Directions:
Reproduce all of the lines below, requests included, with every coordinate in the answers scaled by 0.9 and rounded to the nearest whole number, halves rounded up.

Data entries:
◇ ◇ ◇ ◇ ◇

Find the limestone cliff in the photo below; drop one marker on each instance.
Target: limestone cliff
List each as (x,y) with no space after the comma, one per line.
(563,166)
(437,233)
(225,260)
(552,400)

◇ ◇ ◇ ◇ ◇

Written reply:
Find the limestone cliff in the photo below; drop one marker on each instance.
Target: limestone cliff
List each as (x,y) with no space after the comma, one per line.
(507,149)
(393,210)
(203,234)
(497,360)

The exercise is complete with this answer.